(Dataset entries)
------------------------------------------------

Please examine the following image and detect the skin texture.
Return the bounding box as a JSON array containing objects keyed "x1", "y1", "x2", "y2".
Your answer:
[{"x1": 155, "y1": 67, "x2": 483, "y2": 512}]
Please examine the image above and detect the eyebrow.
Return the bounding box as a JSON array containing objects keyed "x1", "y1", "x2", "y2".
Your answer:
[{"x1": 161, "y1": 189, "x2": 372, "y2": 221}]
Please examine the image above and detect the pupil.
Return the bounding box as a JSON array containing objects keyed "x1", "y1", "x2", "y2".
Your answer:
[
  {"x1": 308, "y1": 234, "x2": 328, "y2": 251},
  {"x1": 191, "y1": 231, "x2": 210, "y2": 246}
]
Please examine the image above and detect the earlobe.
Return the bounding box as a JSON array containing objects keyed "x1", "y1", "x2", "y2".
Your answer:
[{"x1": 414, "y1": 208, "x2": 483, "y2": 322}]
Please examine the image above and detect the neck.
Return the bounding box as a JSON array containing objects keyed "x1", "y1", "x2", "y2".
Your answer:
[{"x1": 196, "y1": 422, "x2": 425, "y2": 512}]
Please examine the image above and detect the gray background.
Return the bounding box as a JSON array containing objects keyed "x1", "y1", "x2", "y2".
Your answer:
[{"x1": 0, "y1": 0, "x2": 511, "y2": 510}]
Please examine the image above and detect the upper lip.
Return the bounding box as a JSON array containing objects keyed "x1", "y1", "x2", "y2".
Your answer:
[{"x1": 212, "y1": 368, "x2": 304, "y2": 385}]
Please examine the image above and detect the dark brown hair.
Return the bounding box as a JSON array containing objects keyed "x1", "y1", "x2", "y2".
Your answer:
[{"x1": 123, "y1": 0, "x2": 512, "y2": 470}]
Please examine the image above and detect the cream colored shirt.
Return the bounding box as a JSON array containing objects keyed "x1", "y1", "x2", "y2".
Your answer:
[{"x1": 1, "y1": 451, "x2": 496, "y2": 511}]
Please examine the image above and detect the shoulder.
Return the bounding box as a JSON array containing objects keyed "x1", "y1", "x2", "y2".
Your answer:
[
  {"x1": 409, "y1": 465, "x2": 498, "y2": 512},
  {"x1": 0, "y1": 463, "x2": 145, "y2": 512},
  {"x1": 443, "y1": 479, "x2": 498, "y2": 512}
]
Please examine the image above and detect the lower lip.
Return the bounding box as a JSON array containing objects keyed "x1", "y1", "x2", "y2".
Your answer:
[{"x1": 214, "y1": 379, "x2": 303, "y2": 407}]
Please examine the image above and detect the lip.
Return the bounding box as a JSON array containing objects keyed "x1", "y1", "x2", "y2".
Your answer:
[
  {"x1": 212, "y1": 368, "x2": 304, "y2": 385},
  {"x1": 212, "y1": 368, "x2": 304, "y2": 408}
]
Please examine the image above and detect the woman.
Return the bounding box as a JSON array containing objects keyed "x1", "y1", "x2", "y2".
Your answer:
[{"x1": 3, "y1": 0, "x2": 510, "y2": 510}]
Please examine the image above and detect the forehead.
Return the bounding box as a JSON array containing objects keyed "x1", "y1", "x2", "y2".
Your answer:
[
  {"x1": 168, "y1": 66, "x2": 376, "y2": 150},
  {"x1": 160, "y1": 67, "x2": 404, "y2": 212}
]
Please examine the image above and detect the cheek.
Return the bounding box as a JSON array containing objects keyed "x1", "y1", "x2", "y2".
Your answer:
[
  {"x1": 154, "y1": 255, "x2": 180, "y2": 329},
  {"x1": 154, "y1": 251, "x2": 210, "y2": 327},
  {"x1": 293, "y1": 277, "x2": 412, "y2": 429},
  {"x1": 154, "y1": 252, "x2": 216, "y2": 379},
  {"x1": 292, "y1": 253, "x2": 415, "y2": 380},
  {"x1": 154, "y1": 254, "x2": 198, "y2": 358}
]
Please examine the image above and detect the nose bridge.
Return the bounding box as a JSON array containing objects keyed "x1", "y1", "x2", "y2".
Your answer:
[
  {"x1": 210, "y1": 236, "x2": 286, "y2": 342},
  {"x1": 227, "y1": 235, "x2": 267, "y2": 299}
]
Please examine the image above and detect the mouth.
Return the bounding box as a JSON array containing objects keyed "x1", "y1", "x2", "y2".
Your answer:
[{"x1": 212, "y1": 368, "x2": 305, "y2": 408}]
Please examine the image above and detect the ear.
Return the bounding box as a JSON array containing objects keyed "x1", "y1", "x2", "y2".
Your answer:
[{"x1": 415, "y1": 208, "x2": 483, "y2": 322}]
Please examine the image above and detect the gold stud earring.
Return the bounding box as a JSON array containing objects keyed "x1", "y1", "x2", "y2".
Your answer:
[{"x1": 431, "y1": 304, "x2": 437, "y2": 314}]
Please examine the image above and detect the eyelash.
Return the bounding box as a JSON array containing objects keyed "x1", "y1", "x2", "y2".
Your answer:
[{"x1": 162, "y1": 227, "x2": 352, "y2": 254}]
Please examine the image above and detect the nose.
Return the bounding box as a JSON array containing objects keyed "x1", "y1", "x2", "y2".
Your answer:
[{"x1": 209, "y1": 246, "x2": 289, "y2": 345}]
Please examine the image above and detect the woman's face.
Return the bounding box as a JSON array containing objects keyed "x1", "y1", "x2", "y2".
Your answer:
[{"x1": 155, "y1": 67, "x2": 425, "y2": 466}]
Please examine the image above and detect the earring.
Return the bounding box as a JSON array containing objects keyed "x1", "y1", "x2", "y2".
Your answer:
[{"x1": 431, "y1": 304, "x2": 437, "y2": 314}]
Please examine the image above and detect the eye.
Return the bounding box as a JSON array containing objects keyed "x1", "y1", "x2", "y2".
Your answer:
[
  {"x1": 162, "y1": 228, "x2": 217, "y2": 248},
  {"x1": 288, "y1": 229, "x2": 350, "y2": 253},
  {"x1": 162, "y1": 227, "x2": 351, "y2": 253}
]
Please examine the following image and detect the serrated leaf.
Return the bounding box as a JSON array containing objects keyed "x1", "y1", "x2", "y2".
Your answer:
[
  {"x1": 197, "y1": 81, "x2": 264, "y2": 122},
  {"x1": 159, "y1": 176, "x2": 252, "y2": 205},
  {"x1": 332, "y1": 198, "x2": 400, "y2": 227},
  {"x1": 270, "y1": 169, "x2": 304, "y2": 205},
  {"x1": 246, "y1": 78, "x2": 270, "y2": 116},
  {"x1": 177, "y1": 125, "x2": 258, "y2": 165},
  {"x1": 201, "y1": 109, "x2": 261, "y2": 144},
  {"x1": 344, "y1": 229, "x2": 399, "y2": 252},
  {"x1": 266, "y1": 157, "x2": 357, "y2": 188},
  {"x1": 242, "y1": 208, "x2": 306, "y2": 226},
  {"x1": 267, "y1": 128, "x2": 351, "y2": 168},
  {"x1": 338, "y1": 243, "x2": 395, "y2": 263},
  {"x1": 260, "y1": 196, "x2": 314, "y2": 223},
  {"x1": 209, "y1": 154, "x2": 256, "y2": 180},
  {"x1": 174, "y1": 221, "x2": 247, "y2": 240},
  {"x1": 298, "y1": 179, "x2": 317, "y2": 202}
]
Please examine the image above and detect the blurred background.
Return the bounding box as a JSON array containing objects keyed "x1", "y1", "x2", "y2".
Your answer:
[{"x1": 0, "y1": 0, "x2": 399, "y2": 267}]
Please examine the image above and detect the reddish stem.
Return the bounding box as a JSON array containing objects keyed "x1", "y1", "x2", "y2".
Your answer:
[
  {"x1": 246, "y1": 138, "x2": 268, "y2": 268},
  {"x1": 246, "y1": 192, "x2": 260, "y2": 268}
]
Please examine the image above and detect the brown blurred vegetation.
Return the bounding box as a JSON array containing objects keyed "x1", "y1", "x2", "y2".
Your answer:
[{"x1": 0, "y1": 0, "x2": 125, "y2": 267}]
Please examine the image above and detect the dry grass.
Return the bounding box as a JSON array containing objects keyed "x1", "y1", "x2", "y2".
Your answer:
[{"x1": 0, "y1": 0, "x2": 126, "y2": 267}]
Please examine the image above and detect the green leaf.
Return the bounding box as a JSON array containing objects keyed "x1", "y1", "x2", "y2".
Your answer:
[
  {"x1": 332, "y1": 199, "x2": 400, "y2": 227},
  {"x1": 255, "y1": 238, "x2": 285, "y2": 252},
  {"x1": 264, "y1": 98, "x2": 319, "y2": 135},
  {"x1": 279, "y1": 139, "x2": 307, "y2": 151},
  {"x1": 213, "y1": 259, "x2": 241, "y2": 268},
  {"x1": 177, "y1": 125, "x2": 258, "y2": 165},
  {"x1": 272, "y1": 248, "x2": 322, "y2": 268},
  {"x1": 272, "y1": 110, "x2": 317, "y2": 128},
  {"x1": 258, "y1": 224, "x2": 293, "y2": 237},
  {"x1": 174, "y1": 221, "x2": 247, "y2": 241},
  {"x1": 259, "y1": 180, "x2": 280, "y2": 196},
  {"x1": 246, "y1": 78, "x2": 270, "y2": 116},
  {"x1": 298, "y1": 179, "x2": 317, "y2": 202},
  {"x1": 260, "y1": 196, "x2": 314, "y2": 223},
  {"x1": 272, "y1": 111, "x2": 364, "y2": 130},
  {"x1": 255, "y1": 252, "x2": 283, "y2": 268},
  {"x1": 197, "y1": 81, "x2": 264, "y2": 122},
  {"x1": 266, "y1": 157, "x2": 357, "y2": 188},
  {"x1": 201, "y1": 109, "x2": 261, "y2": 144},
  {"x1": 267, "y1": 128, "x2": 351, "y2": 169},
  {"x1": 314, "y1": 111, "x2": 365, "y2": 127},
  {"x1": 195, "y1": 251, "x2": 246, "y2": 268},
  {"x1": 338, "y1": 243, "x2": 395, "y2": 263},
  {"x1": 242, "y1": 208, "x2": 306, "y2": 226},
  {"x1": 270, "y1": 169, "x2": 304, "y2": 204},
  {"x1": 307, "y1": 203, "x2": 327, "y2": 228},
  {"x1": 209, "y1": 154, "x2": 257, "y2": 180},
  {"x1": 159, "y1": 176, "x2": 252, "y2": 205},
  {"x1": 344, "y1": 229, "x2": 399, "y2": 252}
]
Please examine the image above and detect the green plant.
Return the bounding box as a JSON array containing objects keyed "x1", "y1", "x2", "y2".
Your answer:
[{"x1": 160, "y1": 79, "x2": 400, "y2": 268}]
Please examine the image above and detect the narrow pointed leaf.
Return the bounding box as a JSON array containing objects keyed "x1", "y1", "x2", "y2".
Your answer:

------------------------------------------------

# Goal of the exercise
For the data above, count every line in which the string "leaf" appears, and answer with the count only.

# Exercise answer
3